- _GIVEN INSTRUCTION A_:
In the records below, rewrite the lines from the one with "In this exercise you will indicate the corrugated" through the end of the records, changing "factory building" to "industrial plant" and leaving everything else as it is.

----- EXCERPT PROVIDED -----

Latino Labor Report, 2008: Construction Reverses Job Growth for Latinos
III. Trends in Employment, 2000 to 2008
Working-Age Population, or the Workforce: The population of persons ages 16 and older.
Labor Force: Persons ages 16 and older who are employed or actively looking for work.
Employment Rate: Percent of the working-age population that is employed.
Labor Force Participation Rate: Percent of the working-age population that is employed or actively looking for work.
Unemployment Rate: Percent of the labor force that is without work and is actively looking for work.
This decade started at a high point for the U.S. labor market. The lengthy economic expansion in the 1990s drove unemployment rates to 30-year lows for Hispanics (less than 6%) as well as non-Hispanics (less than 4%). The employment rate, or the percent of the population 16 and older that was employed, also peaked. As measured by the labor force participation rate, a higher proportion of Latinos and non-Latinos were active in the labor market, either employed or seeking work, than ever before.
The 2001 recession and the economic slowdown that lasted until 2003 altered outcomes for all workers. Unemployment rates increased, and the employment rate and the labor force participation rate fell steadily. A recovery began in the middle of 2003. But the recovery would prove slow and by the end of 2006 labor market indicators were still short of the high water marks reached in 2000. Prospects for a quick return to those benchmarks were dashed by the latest slowdown in 2007.5
Unemployment Rate for Hispanics and Non-Hispanics, 2000-2008
The unemployment rate for Latinos stood at 6.5% in the first quarter of 2008, seasonally adjusted. That was almost two percentage points higher than the 4.7% seasonally adjusted rate for non-Hispanics (Figure 1). As recently as the fourth quarter of 2006, only 0.5 percentage points separated the Hispanic unemployment rate of 4.9% and the non-Hispanic unemployment rate of 4.4%. That gap was the smallest since 1973, when employment data for Latinos first became available.

----- DATA SHOWN -----

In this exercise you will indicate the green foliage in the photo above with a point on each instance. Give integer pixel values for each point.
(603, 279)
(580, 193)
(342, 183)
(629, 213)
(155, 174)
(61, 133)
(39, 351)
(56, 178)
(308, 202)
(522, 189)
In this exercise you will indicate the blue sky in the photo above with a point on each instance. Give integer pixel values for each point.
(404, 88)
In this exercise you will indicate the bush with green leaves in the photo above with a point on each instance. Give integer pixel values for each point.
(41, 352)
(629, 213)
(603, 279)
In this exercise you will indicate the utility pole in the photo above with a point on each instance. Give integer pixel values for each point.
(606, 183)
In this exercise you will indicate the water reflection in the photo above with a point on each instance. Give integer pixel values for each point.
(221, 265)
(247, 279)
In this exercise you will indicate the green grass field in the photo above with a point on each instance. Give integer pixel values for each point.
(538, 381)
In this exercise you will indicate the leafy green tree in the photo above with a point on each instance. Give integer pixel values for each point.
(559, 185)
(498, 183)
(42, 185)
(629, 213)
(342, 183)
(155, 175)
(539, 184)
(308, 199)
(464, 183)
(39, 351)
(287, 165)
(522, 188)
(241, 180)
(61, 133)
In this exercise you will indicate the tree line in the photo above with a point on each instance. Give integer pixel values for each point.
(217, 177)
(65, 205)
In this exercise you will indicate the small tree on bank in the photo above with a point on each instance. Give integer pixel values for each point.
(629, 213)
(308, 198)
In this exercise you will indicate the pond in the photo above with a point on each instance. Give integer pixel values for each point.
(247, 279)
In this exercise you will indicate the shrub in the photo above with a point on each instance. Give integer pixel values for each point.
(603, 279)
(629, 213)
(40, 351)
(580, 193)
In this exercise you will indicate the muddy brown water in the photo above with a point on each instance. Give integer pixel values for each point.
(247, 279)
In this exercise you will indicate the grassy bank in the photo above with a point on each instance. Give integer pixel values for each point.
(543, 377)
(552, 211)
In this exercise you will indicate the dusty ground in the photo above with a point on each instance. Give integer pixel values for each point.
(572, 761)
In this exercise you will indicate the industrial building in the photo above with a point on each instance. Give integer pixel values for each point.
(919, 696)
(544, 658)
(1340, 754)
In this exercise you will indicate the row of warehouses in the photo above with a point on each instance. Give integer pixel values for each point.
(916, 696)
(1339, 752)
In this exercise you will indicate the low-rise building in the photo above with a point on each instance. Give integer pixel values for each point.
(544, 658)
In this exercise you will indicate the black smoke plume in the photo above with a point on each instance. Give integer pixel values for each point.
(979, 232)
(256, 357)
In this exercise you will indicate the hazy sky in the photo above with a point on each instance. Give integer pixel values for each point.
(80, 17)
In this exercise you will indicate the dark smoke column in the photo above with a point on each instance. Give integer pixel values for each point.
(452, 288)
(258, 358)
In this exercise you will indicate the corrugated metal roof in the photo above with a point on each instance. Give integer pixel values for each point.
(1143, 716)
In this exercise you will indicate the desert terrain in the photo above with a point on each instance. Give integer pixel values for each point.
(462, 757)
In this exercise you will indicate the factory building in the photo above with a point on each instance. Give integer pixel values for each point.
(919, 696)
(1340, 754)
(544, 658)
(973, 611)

-----

- _GIVEN INSTRUCTION B_:
According to the Latino labor report above, what was the seasonally adjusted unemployment rate for Latinos in the first quarter of 2008?

- _ANSWER A_:
In this exercise you will indicate the corrugated metal roof in the photo above with a point on each instance. Give integer pixel values for each point.
(1143, 716)
In this exercise you will indicate the desert terrain in the photo above with a point on each instance. Give integer pixel values for each point.
(462, 757)
In this exercise you will indicate the industrial plant in the photo above with a point on each instance. Give integer pixel values for each point.
(919, 696)
(1340, 754)
(544, 658)
(973, 611)

- _ANSWER B_:
6.5%